Task objective :: A stretch of the entries below is to be set down exactly, running from the line with "Target: stone wall" through the line with "Target: shadow on grass", both included, and no other line.

Exercise material ::
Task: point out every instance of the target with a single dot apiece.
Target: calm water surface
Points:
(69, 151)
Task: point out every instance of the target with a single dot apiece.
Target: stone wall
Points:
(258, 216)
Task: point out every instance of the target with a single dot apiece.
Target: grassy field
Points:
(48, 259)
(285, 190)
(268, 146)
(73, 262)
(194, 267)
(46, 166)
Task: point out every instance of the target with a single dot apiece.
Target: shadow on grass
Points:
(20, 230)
--
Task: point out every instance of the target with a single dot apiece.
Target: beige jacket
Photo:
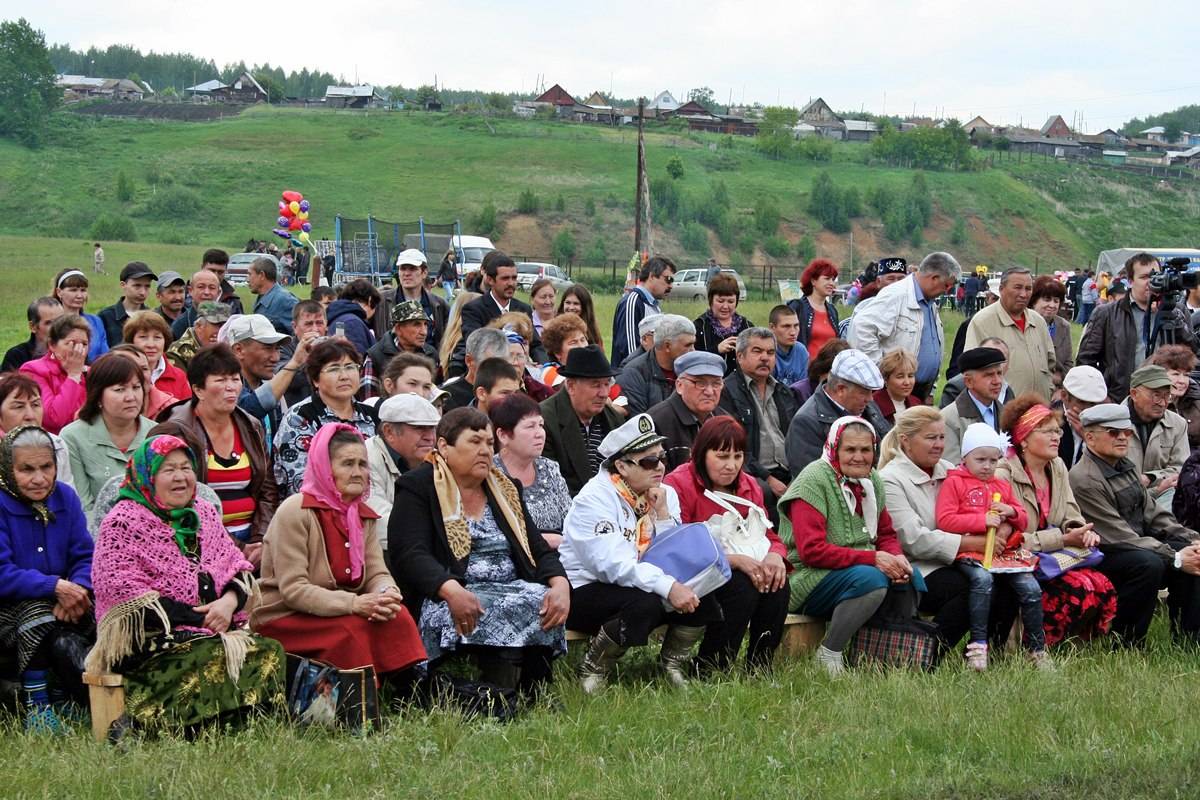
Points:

Answer box ::
Target: stone wall
Points:
(258, 216)
Task: point out every instance of the target with a single dot apiece.
Target: grassy field
Points:
(48, 259)
(285, 190)
(268, 146)
(73, 262)
(194, 267)
(46, 166)
Task: point out every instance of the target with a single dot apiece.
Target: shadow on grass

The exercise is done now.